### What is being asked
Collect every line of the material below that contains the word "wicker".

### Data section
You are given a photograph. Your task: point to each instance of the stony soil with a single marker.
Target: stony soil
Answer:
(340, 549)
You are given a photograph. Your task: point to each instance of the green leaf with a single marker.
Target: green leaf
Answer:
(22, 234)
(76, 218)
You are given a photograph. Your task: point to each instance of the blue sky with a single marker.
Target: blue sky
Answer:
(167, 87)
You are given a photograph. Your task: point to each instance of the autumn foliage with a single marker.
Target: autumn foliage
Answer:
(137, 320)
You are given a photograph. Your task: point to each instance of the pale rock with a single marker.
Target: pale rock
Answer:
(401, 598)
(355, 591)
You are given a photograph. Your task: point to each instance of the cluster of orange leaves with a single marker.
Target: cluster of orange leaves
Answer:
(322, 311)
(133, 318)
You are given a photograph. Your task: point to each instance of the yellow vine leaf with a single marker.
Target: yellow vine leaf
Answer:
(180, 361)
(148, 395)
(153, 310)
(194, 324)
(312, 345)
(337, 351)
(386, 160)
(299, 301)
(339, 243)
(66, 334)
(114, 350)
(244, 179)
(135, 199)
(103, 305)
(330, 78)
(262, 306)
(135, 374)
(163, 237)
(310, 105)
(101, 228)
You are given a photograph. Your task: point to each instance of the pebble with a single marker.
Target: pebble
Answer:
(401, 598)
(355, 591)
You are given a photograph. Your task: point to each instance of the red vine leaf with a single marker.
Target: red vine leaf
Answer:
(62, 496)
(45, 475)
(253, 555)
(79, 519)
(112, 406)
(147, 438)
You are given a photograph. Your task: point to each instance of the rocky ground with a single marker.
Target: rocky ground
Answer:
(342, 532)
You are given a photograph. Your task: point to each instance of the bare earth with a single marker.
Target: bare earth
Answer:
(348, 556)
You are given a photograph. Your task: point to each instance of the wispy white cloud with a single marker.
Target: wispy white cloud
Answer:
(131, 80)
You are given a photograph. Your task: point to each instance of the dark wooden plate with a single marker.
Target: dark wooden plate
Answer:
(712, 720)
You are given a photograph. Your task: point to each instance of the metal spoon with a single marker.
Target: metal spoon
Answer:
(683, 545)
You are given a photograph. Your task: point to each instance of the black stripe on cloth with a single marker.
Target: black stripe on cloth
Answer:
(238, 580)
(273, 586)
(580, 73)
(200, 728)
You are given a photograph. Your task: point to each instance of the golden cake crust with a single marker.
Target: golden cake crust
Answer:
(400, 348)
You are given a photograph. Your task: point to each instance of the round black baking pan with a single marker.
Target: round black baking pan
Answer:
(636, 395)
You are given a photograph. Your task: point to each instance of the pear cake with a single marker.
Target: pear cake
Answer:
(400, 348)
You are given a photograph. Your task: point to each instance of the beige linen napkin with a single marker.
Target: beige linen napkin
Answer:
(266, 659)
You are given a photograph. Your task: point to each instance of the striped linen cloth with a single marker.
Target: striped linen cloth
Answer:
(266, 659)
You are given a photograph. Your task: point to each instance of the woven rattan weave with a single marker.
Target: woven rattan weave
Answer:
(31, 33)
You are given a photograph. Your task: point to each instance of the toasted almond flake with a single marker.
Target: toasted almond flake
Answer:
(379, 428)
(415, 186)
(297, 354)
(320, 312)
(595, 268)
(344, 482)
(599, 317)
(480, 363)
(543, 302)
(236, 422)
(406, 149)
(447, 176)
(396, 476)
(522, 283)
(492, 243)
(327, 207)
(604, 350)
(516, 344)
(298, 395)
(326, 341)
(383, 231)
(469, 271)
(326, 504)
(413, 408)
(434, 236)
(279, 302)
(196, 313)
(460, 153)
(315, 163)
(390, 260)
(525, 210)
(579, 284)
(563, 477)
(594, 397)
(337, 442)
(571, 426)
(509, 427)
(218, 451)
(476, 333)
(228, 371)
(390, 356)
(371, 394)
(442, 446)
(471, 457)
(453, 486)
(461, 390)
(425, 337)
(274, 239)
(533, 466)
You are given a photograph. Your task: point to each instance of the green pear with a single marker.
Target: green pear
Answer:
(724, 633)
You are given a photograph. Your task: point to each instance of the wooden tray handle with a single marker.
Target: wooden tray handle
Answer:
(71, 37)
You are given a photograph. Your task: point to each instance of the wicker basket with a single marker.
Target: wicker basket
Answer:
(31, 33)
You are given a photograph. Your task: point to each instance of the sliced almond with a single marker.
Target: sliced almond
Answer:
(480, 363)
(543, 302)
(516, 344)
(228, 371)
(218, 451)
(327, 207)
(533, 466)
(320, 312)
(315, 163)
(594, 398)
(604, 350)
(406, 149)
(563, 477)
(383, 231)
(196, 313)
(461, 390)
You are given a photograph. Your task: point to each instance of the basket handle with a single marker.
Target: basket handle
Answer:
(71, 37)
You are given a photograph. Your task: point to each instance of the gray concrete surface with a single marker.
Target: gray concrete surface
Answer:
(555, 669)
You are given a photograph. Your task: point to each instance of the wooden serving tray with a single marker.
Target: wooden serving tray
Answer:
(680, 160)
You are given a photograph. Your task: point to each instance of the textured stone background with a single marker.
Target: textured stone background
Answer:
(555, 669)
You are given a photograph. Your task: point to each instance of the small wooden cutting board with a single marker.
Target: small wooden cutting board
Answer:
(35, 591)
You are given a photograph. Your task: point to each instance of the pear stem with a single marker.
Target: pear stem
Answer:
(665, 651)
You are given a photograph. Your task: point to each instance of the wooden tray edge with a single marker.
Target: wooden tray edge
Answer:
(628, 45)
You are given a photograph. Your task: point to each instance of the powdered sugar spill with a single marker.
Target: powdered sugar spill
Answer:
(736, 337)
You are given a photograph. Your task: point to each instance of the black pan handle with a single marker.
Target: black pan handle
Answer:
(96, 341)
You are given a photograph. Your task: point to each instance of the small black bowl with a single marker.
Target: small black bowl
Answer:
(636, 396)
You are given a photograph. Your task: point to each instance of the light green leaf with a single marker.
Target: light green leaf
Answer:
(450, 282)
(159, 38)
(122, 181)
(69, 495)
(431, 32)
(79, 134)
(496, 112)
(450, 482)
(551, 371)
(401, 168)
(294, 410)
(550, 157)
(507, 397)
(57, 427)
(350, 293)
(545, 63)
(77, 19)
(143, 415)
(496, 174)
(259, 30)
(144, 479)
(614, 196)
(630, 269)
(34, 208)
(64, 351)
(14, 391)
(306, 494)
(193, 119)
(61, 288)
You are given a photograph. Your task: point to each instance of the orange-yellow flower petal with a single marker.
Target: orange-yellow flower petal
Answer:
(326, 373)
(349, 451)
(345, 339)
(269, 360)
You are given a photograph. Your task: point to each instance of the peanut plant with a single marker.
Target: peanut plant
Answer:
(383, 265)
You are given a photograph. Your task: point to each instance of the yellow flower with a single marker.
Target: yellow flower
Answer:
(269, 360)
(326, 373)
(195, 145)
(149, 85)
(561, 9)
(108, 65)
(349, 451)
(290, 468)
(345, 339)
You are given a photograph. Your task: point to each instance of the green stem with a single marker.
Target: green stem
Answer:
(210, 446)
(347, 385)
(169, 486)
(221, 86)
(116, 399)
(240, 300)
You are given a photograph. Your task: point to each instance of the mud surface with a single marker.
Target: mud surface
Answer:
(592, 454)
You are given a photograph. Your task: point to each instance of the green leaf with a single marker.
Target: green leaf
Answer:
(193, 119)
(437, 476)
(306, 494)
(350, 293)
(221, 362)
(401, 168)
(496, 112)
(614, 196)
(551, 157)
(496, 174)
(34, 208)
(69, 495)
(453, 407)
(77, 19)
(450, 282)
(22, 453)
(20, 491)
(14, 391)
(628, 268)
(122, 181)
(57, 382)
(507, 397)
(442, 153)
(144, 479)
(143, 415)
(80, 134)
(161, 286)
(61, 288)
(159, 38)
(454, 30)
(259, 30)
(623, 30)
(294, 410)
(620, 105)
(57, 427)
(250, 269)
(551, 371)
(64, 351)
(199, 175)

### Written answer
You are given a photograph. Your task: point to each instance of the wicker basket with a single marker.
Target: wicker basket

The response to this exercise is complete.